▸ Task brief
State how many lines of the entries below contain the word "front". Give only the number.

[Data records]
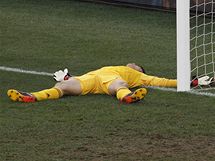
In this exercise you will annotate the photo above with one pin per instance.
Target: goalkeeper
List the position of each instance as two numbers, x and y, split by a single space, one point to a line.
112 80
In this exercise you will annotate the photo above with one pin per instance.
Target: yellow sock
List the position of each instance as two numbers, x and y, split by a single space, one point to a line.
52 93
122 92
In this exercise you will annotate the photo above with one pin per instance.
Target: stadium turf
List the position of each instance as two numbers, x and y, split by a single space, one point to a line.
52 34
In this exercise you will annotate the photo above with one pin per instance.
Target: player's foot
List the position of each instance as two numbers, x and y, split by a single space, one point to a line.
135 96
20 96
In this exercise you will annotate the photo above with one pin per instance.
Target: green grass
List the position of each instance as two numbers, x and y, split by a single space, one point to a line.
48 35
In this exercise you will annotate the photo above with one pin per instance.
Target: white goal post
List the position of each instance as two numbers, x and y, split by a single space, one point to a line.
183 45
195 41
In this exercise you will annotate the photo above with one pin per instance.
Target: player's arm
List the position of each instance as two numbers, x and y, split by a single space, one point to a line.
61 75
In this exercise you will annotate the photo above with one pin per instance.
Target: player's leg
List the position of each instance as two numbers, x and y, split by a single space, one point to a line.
68 87
120 88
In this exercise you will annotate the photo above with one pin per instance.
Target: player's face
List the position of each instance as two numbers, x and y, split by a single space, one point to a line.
134 66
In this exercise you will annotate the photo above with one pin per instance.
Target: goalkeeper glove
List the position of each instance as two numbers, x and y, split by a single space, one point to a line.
61 75
203 81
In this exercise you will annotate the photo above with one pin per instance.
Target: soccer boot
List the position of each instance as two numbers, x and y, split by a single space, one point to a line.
135 96
20 96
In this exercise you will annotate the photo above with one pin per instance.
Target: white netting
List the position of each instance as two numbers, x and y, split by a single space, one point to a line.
202 38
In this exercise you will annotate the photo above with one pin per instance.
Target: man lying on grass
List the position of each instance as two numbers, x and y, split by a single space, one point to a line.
112 80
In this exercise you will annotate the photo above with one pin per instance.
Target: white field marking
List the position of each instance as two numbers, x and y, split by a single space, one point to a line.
18 70
191 92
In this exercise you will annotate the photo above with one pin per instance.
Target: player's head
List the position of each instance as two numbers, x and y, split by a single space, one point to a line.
136 67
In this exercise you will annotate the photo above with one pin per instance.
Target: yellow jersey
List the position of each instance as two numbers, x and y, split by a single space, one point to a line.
99 80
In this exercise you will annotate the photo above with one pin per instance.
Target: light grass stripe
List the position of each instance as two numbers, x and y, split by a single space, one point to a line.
18 70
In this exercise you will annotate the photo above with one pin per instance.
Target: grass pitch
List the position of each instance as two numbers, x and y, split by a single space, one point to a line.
50 34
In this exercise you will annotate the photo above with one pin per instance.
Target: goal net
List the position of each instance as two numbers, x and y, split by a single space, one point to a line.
195 41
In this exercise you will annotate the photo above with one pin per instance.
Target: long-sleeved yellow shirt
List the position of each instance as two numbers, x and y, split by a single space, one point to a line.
99 80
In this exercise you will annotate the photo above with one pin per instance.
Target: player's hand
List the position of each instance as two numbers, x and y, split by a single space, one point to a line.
61 75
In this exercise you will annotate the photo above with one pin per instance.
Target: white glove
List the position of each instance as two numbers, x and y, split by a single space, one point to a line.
204 81
61 75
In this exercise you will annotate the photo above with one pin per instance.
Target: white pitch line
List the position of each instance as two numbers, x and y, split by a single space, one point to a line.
191 92
18 70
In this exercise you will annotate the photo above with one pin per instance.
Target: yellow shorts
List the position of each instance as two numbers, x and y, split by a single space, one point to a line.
97 83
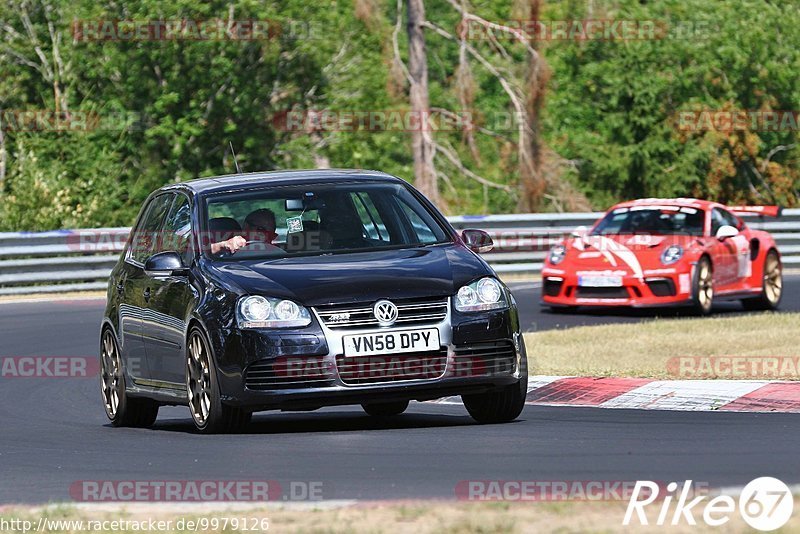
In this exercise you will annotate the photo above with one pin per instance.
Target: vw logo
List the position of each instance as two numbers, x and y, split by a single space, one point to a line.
385 312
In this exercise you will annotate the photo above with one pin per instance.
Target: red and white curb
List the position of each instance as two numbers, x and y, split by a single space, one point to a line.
647 394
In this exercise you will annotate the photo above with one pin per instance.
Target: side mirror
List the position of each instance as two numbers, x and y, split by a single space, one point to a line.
726 231
165 264
477 240
579 231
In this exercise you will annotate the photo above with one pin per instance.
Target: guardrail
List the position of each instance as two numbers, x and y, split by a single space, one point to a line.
81 260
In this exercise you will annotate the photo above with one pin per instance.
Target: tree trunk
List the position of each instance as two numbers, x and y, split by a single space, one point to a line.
2 152
422 145
532 180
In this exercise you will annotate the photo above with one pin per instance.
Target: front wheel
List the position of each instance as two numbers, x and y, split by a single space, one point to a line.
209 414
501 406
771 287
385 409
703 287
121 410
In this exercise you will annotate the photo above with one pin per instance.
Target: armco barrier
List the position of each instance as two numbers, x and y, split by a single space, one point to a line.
79 260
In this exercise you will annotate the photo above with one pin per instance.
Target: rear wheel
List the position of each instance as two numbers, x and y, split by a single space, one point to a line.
501 406
771 286
703 287
385 409
121 409
209 414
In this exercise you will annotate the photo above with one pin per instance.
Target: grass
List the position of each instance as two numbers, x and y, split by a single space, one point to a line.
419 517
657 348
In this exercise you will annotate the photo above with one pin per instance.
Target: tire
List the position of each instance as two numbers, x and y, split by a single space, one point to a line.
771 285
209 414
385 409
703 287
121 410
501 406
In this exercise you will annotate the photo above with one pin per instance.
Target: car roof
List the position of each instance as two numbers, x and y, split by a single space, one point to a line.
255 180
687 202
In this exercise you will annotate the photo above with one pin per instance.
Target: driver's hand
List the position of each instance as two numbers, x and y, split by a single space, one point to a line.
233 244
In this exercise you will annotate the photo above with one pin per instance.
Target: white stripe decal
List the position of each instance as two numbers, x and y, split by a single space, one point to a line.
688 395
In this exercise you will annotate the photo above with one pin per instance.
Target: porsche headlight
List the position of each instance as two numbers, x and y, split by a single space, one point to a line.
557 254
671 254
481 295
262 312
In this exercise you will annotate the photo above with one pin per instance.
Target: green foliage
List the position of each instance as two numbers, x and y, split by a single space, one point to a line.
611 110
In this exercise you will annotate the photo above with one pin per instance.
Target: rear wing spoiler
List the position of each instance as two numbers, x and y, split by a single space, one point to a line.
752 211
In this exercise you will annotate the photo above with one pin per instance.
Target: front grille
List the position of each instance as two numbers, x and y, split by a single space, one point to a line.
485 359
289 372
410 312
356 370
552 287
602 293
662 288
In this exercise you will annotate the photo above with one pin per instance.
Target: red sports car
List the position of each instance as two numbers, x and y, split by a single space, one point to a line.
666 252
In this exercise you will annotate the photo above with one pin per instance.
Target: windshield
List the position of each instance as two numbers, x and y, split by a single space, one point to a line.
663 220
317 219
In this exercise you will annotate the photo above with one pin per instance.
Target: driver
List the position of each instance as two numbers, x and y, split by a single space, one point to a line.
259 227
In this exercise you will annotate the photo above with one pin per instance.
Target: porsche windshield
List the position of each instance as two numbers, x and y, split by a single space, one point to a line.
317 219
663 220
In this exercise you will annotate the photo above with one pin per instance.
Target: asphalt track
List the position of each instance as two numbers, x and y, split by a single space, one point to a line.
54 432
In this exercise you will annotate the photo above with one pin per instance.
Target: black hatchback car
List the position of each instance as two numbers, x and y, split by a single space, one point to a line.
302 289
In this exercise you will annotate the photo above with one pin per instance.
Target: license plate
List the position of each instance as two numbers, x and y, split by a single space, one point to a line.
600 281
395 342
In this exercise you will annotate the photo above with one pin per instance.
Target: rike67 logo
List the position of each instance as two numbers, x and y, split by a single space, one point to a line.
765 504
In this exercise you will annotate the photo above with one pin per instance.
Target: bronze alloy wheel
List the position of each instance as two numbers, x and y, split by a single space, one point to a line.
110 375
198 379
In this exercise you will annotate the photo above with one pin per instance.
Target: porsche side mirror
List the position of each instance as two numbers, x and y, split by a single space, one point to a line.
579 231
477 240
165 264
726 231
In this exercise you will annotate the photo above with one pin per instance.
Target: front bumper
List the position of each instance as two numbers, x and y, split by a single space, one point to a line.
305 369
655 288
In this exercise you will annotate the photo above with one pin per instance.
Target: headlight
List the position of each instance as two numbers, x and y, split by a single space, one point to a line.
261 312
483 294
671 254
557 254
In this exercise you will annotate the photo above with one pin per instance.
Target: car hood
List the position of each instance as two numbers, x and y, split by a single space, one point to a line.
348 278
631 254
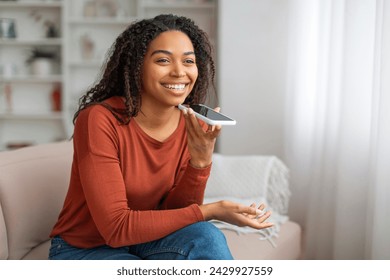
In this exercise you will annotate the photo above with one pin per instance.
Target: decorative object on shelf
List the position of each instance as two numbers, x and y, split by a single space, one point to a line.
106 8
8 97
90 9
52 30
87 47
56 98
41 62
8 70
7 28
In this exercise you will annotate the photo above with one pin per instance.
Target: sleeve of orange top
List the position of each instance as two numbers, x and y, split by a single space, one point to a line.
190 185
96 148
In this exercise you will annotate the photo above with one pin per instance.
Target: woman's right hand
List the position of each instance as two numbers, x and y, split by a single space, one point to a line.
237 214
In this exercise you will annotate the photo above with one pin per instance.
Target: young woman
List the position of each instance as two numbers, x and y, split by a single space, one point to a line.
140 165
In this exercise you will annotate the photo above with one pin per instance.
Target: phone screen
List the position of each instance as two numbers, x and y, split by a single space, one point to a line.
209 113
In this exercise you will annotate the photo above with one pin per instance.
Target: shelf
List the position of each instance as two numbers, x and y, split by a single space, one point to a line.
86 63
31 4
32 79
32 42
31 116
102 20
178 5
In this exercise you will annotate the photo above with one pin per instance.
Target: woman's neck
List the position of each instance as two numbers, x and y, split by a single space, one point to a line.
158 123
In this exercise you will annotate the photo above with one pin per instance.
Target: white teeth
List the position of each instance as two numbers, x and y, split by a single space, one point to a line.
176 87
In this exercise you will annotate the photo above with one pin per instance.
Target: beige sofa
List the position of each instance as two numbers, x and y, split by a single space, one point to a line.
33 184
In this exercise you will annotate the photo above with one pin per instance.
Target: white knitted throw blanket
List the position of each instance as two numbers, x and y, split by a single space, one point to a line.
251 179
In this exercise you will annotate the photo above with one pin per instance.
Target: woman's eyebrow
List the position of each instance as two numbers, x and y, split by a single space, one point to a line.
170 53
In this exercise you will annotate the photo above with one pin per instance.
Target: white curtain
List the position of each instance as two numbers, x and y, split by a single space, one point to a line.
338 126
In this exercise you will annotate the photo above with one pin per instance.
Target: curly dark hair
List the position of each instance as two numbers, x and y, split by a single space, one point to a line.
121 75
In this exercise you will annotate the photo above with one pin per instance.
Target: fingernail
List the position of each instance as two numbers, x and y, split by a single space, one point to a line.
259 212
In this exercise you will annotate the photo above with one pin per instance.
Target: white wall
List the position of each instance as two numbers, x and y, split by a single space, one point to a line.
252 47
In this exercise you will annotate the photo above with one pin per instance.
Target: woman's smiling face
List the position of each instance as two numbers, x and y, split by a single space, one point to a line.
169 71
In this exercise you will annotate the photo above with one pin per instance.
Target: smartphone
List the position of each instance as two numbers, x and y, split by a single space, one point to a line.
208 115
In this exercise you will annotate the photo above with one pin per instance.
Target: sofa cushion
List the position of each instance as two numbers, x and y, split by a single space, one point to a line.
33 184
3 237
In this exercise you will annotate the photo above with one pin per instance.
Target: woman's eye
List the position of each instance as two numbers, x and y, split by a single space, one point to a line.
162 60
189 61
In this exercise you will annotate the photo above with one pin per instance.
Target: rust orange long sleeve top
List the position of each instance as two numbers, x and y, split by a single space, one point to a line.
126 187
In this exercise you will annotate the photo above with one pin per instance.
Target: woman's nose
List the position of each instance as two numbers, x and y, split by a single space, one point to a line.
178 71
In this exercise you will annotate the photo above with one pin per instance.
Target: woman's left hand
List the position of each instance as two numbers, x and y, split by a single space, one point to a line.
200 142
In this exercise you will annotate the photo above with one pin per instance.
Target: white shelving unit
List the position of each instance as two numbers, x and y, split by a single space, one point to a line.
87 28
26 110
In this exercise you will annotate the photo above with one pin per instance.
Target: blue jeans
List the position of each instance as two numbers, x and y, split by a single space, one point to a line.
199 241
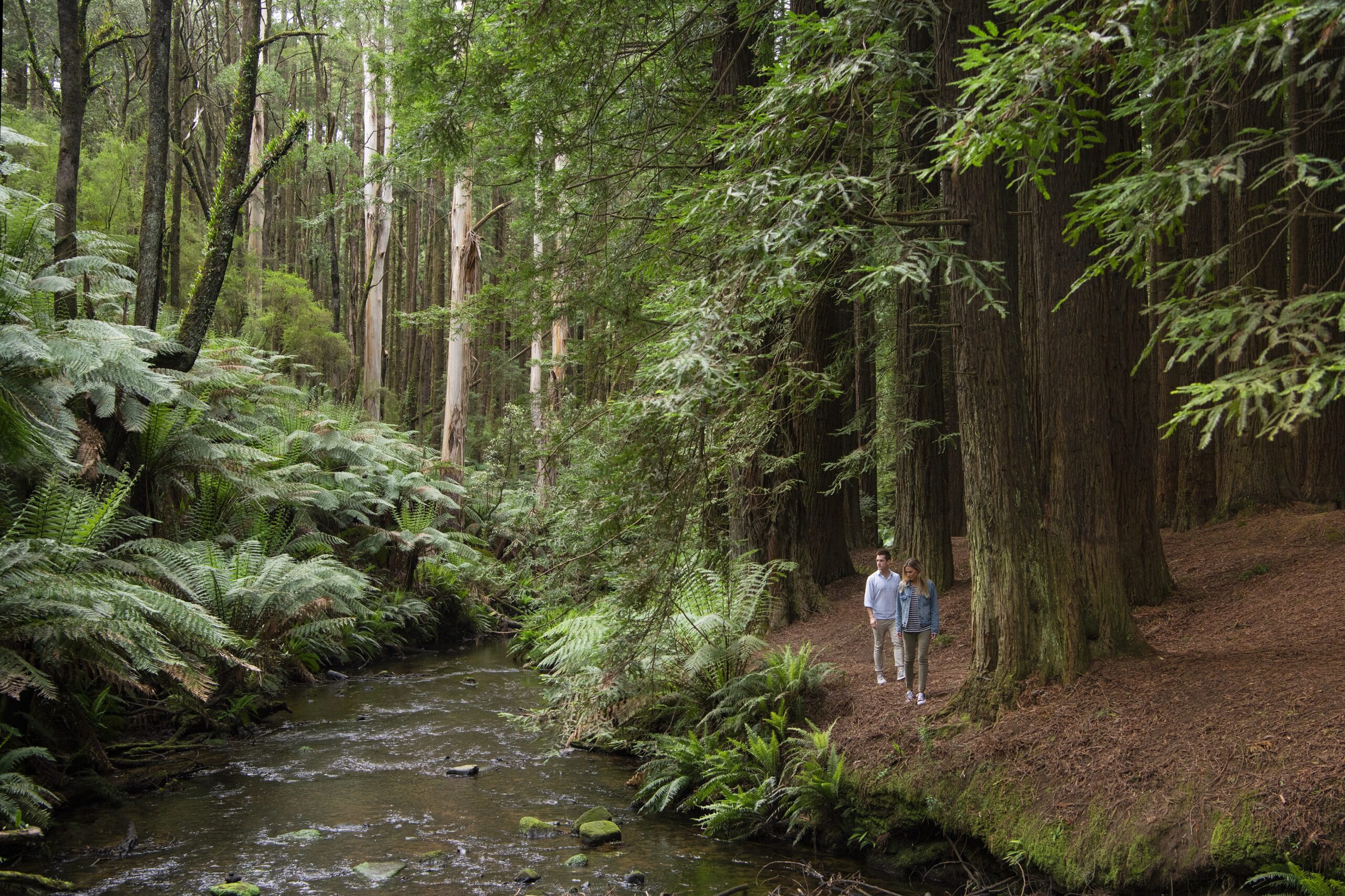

▸ Answer to this task
3